Yet here's the thing: The Blue Jays are nearly as ebullient in what they have with Martin, who's about to embark on his eighth postseason run.
The tangibles certainly were there: Martin earned his fourth All-Star selection in 2015, buoyed by a .796 on-base-plus-slugging percentage in the first half, and finished with 23 home runs. His 12.3 runs added by count, a pitch-framing metric developed by Baseball Prospectus, tied for sixth in the major leagues.
Yet there was another skill the club prized almost as much: being Russell Martin.
Perhaps it's the way he shrugs off vicious foul tips or wild pitches his body absorbs, not in an attention-drawing fashion but rather with the stoicism of a Buckingham Palace guard.
"He brought that toughness and that confidence — something that we really needed around here," Blue Jays manager John Gibbons says. "The first two months of the season, I don't think I saw a catcher get beat up the way he did. He gets beat up behind the plate but shows no signs of it. You'll see guys falling all over the ground, real dramatic. There's none of that drama to him."
It's also in the way he quietly brought together a clubhouse of disparate pasts, baseball and otherwise. Martin was the big free agent get — the Blue Jays thought enough of his success to give him a five-year, $82 million contract.
Donaldson, whom Gibbons says brought mettle to the club as well, albeit in a more vocal package, arrived via trade with the Oakland Athletics and produced an MVP season. Sluggers Encarnacion and Bautista — at 34 and 32 the only regulars Martin's age or older — were already entrenched.
It was Martin, Bautista says, who brought the club together from the get-go in spring training, quietly organizing team-wide get-togethers and urging players to get to know each other away from the field.
That certainly didn't matter as much as Donaldson's 41 home runs or Price's 9-1 record down the stretch. It also wasn't insignificant.

**Given records:**
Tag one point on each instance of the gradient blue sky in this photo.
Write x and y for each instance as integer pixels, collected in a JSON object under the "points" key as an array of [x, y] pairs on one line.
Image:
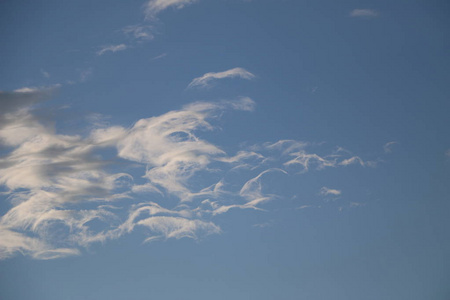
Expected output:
{"points": [[224, 149]]}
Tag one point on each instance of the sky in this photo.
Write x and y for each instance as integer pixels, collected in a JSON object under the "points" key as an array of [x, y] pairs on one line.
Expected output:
{"points": [[224, 149]]}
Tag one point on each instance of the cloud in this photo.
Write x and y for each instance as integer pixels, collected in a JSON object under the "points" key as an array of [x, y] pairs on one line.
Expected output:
{"points": [[112, 48], [67, 191], [388, 147], [364, 13], [45, 73], [139, 32], [154, 7], [324, 191], [159, 56], [207, 78]]}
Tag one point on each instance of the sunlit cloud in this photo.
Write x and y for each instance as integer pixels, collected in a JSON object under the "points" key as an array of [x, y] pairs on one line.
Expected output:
{"points": [[324, 191], [139, 32], [388, 147], [112, 48], [153, 7], [66, 193], [207, 78], [364, 13]]}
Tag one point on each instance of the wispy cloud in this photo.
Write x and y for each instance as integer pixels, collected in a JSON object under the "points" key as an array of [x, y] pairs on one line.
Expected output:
{"points": [[364, 13], [159, 56], [112, 48], [139, 32], [324, 191], [153, 7], [207, 78], [388, 147], [58, 185], [45, 73]]}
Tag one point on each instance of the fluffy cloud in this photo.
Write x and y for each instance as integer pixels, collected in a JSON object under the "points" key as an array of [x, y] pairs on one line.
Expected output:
{"points": [[364, 13]]}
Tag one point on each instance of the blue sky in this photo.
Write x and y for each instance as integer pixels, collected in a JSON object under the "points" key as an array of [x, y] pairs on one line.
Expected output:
{"points": [[224, 149]]}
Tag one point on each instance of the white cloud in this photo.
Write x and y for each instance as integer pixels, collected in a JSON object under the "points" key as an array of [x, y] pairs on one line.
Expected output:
{"points": [[112, 48], [364, 13], [139, 32], [324, 191], [206, 79], [59, 185], [153, 7], [388, 147], [159, 56], [45, 73]]}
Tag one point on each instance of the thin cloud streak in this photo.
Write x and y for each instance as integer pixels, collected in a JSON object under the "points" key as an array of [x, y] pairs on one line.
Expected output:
{"points": [[59, 184], [154, 7], [364, 13], [207, 78], [112, 48]]}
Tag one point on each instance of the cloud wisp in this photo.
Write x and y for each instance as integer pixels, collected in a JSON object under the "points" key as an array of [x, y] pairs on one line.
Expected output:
{"points": [[206, 79], [364, 13], [67, 192], [154, 7], [324, 191], [111, 48]]}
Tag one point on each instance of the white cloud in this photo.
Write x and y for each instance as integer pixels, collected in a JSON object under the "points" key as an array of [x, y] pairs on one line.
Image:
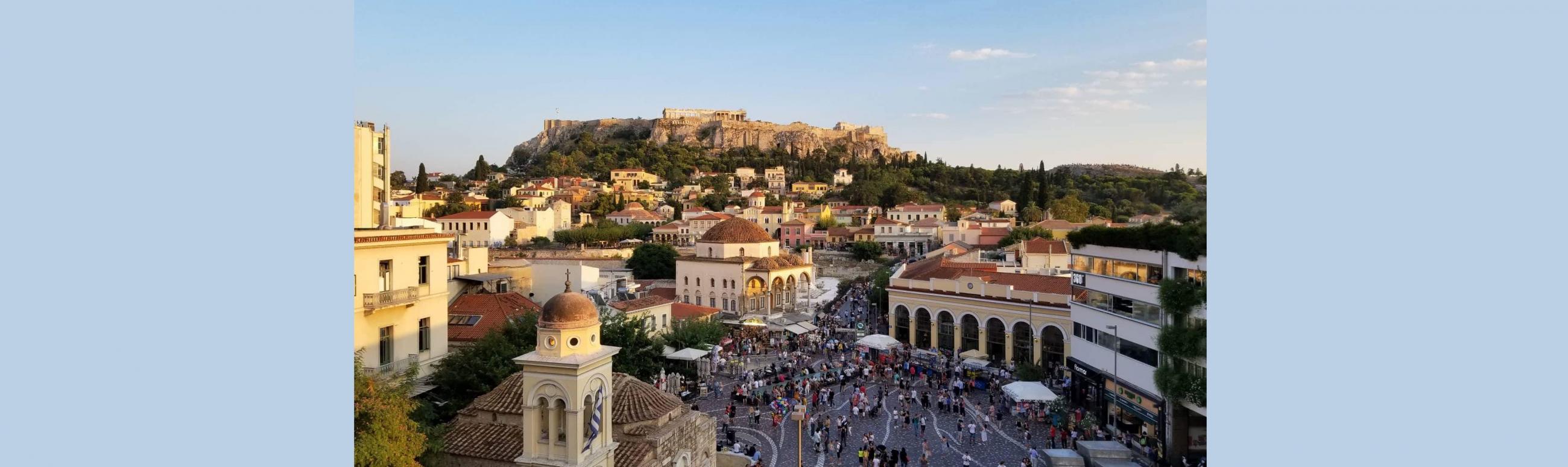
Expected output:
{"points": [[987, 54], [1174, 65]]}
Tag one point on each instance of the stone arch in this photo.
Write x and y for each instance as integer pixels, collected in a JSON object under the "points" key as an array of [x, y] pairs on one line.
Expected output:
{"points": [[944, 329], [996, 337], [971, 332], [1023, 342], [900, 323], [1052, 345]]}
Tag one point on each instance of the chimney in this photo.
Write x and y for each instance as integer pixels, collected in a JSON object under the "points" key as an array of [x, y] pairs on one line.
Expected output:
{"points": [[386, 179]]}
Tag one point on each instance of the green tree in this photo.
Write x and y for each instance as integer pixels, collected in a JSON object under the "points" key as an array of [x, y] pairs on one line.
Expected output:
{"points": [[1032, 214], [1070, 209], [474, 370], [480, 170], [422, 182], [640, 355], [695, 332], [864, 251], [653, 261], [383, 431]]}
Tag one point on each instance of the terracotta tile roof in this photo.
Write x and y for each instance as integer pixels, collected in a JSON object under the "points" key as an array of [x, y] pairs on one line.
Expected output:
{"points": [[469, 215], [493, 311], [910, 208], [1046, 247], [941, 268], [1032, 282], [684, 311], [508, 397], [485, 441], [665, 292], [637, 402], [640, 303], [633, 453]]}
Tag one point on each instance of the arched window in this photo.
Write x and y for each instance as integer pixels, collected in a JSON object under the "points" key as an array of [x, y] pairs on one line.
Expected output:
{"points": [[545, 419], [587, 418]]}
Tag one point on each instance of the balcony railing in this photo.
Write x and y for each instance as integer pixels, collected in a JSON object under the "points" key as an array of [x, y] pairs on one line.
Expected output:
{"points": [[382, 300], [394, 367]]}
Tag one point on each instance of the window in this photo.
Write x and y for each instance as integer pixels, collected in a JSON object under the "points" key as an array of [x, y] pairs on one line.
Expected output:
{"points": [[386, 345], [424, 270], [385, 273], [424, 334]]}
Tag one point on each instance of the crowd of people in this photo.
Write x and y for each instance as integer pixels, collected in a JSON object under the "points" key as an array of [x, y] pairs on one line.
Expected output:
{"points": [[819, 370]]}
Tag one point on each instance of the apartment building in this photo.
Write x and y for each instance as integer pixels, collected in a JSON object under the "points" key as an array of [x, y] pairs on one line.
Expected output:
{"points": [[1117, 320]]}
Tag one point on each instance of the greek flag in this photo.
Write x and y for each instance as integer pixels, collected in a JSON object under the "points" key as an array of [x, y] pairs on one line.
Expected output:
{"points": [[593, 422]]}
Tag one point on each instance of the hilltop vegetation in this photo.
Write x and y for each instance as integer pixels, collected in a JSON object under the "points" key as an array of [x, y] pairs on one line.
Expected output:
{"points": [[1111, 190]]}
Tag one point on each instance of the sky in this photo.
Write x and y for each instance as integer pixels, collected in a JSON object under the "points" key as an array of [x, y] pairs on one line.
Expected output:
{"points": [[987, 83]]}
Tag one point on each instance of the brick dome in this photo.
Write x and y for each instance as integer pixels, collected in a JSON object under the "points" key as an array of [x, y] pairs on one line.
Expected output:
{"points": [[570, 309], [736, 231]]}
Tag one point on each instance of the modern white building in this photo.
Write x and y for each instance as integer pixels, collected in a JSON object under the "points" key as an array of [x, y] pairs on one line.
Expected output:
{"points": [[1117, 322], [479, 227]]}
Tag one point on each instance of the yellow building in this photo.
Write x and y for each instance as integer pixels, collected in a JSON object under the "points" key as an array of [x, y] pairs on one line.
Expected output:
{"points": [[739, 268], [937, 303], [372, 177], [400, 298], [566, 408], [809, 187], [628, 179]]}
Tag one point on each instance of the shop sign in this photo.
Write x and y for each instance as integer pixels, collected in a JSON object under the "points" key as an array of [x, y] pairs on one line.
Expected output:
{"points": [[1139, 403]]}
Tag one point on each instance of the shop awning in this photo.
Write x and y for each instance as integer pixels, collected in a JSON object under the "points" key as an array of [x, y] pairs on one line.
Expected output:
{"points": [[688, 355], [484, 276], [1029, 392], [879, 342]]}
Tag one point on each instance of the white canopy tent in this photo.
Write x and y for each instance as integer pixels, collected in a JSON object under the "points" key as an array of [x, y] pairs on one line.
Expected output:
{"points": [[688, 355], [1029, 392], [880, 342]]}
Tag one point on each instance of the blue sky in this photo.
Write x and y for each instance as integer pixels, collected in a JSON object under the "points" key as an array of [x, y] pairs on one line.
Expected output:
{"points": [[970, 82]]}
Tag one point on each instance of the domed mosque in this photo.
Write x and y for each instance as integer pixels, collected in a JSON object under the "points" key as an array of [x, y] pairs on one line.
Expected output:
{"points": [[739, 268], [566, 407]]}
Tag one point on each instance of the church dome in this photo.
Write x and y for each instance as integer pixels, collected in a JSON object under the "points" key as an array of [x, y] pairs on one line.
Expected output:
{"points": [[570, 309], [640, 402], [736, 231]]}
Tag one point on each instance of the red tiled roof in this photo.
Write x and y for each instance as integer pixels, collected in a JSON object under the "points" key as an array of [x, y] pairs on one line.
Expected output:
{"points": [[640, 303], [469, 215], [493, 308], [1045, 247], [664, 292], [485, 441], [1032, 282], [684, 311], [941, 268]]}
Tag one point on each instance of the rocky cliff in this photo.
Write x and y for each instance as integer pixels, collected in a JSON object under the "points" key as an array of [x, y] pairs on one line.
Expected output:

**Exercises to complete:**
**1.** In the passage on Russell Martin, what contract did the Blue Jays give him?
**2.** Reproduce everything in the passage on Russell Martin from "Yet here's the" down to "being Russell Martin.".
The listing plays no part in this work.

**Problem solutions:**
**1.** A five-year, $82 million contract.

**2.**
Yet here's the thing: The Blue Jays are nearly as ebullient in what they have with Martin, who's about to embark on his eighth postseason run.
The tangibles certainly were there: Martin earned his fourth All-Star selection in 2015, buoyed by a .796 on-base-plus-slugging percentage in the first half, and finished with 23 home runs. His 12.3 runs added by count, a pitch-framing metric developed by Baseball Prospectus, tied for sixth in the major leagues.
Yet there was another skill the club prized almost as much: being Russell Martin.